● THE EXERCISE
In the passage on provisioning Salvador, rewrite the part that opens with the words "Richard Graham offers" and closes with "liberal market economy.", putting "trade" in place of "commerce".

● PROVIDED PASSAGE
^^^^

Richard Graham offers a richly detailed portrait of the relationships of commerce, patronage, and regulation that worked to provision the city of Salvador, capital of the northeastern province of Bahia, Brazil. Refuting stereotypes of a rigid caste system, he shows how the mundane but essential labor of slaves and freedmen and women afforded opportunities for economic and social advancement. These networks of supply also influenced some of the vital political questions of nineteenth-century Brazil, including the outcome of independence and the rise of a liberal market economy.

In Salvador, slaves possessed a remarkable level of personal autonomy which helped to imbue the urban provisioning system with great entrepreneurial energy. Slaves regularly hired themselves out as wage laborers or worked as vendors, making regular payments to their masters. They also often lived independently in rented quarters. The fortunate could accumulate enough wealth to purchase their freedom and slaves of their own, not necessarily in that order. Such flexibility helped to preserve the social hierarchy—Brazil was the last country in the Americas to abolish slavery, in 1888—but also encouraged assertiveness among slaves. [End Page 795]

Using rich notarial and other archives, Graham describes the range of activities needed to feed the city. The most ubiquitous figures in the trade were street vendors, mostly black women, who sold all manner of foods, manioc and meat, fresh fruits and vegetables, and prepared foods. Although the business of selling food on the street was often precarious, depending on credit from Portuguese merchants, many vendors were able to accumulate wealth in the form of gold jewelry and perhaps a small home. A few became solidly middle class. Fresh produce was grown small gardens in and around the city, but supplies of the two basic staples, manioc and beef, required extensive provisioning networks reaching into the hinterlands. Because Salvador is perched on a narrow peninsula, canoes and ships delivered most of the city’s manioc meal across the Bay of All Saints (Bahia de Todos os Santos). The crews of these vessels were largely of African origin, and their skilled labor won them considerable trust and autonomy. Some slaves even became ship captains and held authority over free sailors and passengers. Slaves also drove cattle from ranches in the interior to a livestock fair and finally to urban slaughterhouses. Stevedores and porters were essential for conveying provisions from boats to waterfront shops and then up the zigzag streets to elite homes on the bluffs of the “upper city.”

^^^^

● DATA EXCERPTS

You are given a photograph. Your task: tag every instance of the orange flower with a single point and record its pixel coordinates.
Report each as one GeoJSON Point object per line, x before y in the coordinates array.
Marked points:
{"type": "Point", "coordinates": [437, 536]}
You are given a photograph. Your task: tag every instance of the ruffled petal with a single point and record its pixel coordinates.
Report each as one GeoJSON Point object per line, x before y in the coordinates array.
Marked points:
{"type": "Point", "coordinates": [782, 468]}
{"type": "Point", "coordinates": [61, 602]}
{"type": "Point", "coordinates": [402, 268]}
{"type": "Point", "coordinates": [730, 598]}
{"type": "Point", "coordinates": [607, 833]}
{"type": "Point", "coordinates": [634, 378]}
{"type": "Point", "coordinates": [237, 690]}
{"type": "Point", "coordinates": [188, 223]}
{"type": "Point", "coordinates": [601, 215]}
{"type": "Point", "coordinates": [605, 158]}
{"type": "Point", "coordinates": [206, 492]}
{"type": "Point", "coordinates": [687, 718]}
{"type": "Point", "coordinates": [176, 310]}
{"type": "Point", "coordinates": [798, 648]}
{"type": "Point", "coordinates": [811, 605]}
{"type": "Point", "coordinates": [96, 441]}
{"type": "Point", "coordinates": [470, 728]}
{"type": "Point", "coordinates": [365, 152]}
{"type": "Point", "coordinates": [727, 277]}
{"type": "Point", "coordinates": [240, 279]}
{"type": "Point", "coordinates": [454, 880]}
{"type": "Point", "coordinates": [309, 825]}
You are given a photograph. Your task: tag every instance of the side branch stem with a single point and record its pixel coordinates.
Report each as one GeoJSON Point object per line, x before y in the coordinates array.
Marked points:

^^^^

● WORKED SOLUTION
Richard Graham offers a richly detailed portrait of the relationships of trade, patronage, and regulation that worked to provision the city of Salvador, capital of the northeastern province of Bahia, Brazil. Refuting stereotypes of a rigid caste system, he shows how the mundane but essential labor of slaves and freedmen and women afforded opportunities for economic and social advancement. These networks of supply also influenced some of the vital political questions of nineteenth-century Brazil, including the outcome of independence and the rise of a liberal market economy.